Things to do —
a: Reproduce part of the passage on converting a Section 8 company, beginning at the words "Section 8 Company may" and stopping after the words "any kind of company.".
b: Answer these questions using the passage on converting a Section 8 company:
(i) Into which kind of company can a company registered under section 8 not be converted?
(ii) Which provision of the Companies Act 2013 permits a Section 8 company to convert itself into another kind of company?
(iii) What kind of resolution must be passed at the general meeting to approve the conversion?
c: Continue the passage on converting a Section 8 company from the point where it stops.

Text extract —
Conversion of Section 8 Company

Section 8 Company may convert itself into any other kind of company according to section 8(4)(ii)  of the companies act 2013 after complying with the conditions as may be prescribed. In this article, we will discuss the Conversion of Section 8 Company in any kind of company.

Section 8 Company Registration under section 8 of the Companies Act 2013 cannot be converted into One Person Company.

Procedure to convert a section 8 company into a company of any other kind according to Rule 21, 22 and 23.

Here are the following conditions for the conversion of section 8 company into any other kind of company as per Rule 21[1].

  • A special resolution shall be passed in a general meeting of the members of the company for approving the conversion of section 8 company into any other kind of company.
  • Notice of the general meeting of the company shall be dispatched with the explanatory statement
  1. The date of incorporation of the company;
  2. The main object of the company mentioned in the memorandum of association of the company;
  3. Reason to state why the activities of the company cannot be carried on to achieve the object of the company;
  4. If the main object of the company is proposed to be altered, the reason for such alteration in the object of the company and what would be the altered object.

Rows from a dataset

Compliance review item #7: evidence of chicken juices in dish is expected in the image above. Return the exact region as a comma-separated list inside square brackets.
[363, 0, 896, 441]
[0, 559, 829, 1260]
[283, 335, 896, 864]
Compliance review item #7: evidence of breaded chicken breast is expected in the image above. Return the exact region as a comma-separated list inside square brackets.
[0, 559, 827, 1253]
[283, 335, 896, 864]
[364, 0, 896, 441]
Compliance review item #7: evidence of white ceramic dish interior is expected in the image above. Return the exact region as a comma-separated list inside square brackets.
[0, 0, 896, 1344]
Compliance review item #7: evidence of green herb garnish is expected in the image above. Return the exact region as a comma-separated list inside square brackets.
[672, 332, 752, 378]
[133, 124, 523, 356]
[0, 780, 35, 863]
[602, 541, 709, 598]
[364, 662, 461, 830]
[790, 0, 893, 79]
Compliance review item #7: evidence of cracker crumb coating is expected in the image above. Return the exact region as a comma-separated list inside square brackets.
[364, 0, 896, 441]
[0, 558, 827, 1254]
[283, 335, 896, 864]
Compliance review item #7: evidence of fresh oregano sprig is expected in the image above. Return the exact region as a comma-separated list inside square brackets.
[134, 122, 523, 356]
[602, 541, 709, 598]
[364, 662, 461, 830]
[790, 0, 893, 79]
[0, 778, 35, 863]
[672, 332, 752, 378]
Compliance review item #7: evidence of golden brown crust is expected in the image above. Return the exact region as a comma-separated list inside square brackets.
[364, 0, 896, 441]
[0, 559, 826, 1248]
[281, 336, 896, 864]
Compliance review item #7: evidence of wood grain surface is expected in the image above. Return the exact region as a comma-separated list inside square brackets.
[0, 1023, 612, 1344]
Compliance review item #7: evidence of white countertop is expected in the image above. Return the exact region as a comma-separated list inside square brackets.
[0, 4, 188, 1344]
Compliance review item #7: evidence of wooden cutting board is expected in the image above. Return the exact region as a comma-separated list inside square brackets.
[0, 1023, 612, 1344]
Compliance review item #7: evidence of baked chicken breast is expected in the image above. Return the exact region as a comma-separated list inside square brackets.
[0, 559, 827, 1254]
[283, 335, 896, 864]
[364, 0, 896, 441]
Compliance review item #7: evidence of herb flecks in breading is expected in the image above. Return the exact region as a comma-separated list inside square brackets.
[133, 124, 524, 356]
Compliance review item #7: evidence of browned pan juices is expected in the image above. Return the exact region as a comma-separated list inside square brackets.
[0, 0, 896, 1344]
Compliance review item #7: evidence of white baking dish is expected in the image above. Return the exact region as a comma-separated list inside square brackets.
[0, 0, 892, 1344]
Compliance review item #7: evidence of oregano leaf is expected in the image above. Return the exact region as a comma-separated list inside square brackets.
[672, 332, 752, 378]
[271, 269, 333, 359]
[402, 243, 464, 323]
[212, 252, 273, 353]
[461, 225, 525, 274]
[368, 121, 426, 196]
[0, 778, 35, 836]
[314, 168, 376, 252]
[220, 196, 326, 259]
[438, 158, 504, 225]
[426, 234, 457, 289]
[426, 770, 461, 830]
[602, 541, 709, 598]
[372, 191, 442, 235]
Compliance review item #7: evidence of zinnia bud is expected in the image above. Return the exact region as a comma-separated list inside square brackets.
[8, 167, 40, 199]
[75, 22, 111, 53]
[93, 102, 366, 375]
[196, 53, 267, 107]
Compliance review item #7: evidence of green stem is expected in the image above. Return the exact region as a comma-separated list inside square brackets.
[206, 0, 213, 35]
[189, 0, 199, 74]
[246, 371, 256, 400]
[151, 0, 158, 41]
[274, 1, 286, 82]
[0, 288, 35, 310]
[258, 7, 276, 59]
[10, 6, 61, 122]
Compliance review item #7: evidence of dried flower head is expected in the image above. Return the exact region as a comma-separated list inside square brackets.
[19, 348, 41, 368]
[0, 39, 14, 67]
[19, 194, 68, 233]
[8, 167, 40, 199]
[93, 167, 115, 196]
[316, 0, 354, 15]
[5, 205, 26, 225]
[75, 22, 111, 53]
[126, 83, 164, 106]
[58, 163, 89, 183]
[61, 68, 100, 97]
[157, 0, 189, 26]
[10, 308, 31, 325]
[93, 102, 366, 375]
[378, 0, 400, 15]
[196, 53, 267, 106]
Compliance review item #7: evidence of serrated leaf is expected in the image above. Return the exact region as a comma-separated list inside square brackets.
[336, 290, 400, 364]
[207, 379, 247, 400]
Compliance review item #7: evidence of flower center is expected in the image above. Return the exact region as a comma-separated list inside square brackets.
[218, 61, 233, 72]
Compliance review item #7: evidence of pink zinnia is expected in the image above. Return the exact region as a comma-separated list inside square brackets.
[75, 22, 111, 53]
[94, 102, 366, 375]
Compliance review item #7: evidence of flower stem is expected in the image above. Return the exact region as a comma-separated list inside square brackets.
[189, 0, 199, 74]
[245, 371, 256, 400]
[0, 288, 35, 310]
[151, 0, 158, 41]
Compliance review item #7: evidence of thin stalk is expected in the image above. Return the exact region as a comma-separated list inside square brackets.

Task responses —
a:
Section 8 Company may convert itself into any other kind of company according to section 8(4)(ii)  of the companies act 2013 after complying with the conditions as may be prescribed. In this article, we will discuss the Conversion of Section 8 Company in any kind of company.

b:
(i) A One Person Company.
(ii) Section 8(4)(ii).
(iii) A special resolution.

c:
  1. Concessions enjoyed by the company, such as tax exemptions, approvals regarding receiving donations including foreign contribution, land and other immovable property. Details regarding the donations received by the company with conditions attached to their utilization;
  2. Impact and the benefit of the conversion of the members.
  • A certified true copy of the special resolution with a copy of the notice of the general meeting of the members shall be filed with the Registrar of Companies[2] in form MGT 14 along with the prescribed fees within 30 days of passing the resolution.
  • An application shall be filed with the regional director in Form INC 18 along with the requisite fees with the following documents:
  1. A certified true copy of the resolution passed in the general meeting;
  2. With the copy of the notice of the general meeting with the explanatory statement;
  3. Proof of serving the notice to all the authorities mentioned below:
  4. Chief Commissioner of Income Tax Authority having jurisdiction over the company;
  5. Income Tax Officer;
  6. Charity Commissioner;
  7. Chief Secretary of the state where the registered office of the company is situated;
  8. To the authority under whose jurisdiction the company is operating.
  • A copy of the application filed with the regional director is required to be filed with the registrar of companies.

Following other conditions necessary for the conversion of section 8 company into any other kind of company as per Rule 22.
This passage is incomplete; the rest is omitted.